Repeat only the lines from the one holding "Put a dot on each instance of the green water" down to the last line of the listing below, including both of those lines.

⁂

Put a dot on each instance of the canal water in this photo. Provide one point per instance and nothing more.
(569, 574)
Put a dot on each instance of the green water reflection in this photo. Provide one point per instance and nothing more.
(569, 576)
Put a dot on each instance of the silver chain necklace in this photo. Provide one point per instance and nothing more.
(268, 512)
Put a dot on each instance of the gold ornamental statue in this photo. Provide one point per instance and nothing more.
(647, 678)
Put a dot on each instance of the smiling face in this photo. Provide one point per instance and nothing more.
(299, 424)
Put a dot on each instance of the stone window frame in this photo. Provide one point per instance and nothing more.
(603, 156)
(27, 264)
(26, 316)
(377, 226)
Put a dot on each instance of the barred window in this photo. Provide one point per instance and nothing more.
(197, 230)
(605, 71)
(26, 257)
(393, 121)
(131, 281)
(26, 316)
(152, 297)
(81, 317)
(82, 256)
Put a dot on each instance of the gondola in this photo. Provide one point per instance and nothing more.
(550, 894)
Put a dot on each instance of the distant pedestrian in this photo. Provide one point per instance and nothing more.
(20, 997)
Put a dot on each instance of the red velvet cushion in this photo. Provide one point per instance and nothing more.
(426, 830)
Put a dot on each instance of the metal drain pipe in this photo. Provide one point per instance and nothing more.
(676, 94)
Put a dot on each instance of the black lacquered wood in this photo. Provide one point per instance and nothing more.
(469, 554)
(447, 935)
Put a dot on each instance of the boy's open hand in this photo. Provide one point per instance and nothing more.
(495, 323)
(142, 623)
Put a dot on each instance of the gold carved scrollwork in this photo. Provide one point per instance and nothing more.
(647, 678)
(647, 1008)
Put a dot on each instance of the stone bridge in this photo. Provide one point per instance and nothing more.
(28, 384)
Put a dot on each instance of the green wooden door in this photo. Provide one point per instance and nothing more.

⁂

**Complete response**:
Put a dot on each instance of the green water reflection in this photo. Provide one point per instance and nothing more.
(569, 576)
Put a dot on each instance of the silver chain necklace in this photo. Provide one point per instance and nothing more.
(268, 512)
Put a dot on each instance of the gold ornamental statue in this photo. Provide one point per instance and nothing more.
(647, 678)
Put a dot on each instance of the smiling face in this photo. Provide one point per instance and nothing more.
(299, 424)
Put a dot on each instance of the stone window frame in this photo. Provide one point per instance and nothing more.
(603, 156)
(27, 264)
(26, 316)
(377, 226)
Put a dot on each instance of the barred window in this photo. Provide one point per instance and nothing more.
(197, 230)
(605, 71)
(26, 257)
(393, 121)
(131, 281)
(26, 316)
(152, 297)
(81, 317)
(82, 256)
Put a dot on each instance of the gondola in this photo. Provide one point per instance and nothing more.
(550, 894)
Put a dot on each instance of the distant pedestrian in this photo. Provide one point per instance and nothing more.
(20, 997)
Put a dot on each instance of the red velvet cushion in this photo. Provide one point per instance and nothing more.
(426, 830)
Put a dot on each instance of the metal drain pipe in this photo. Provide one point per instance and nothing more.
(676, 94)
Put a dot on each instance of the black lacquered wood in this photo. Provide one point per instance and nothing more.
(469, 554)
(447, 935)
Put a dot on each instance of the boy's open hand in this photo. Provide one point per instance and nothing more.
(495, 323)
(142, 623)
Put a dot on each instance of the gold carved scrollwork in this photo. Provide one point per instance and nothing more.
(647, 678)
(647, 1008)
Put a dot on each instance of the stone bridge in this photo. Provide one point per instance and nothing more.
(28, 384)
Put a dot on each instance of the green wooden door in this photo. Provide one point per instance and nothing more.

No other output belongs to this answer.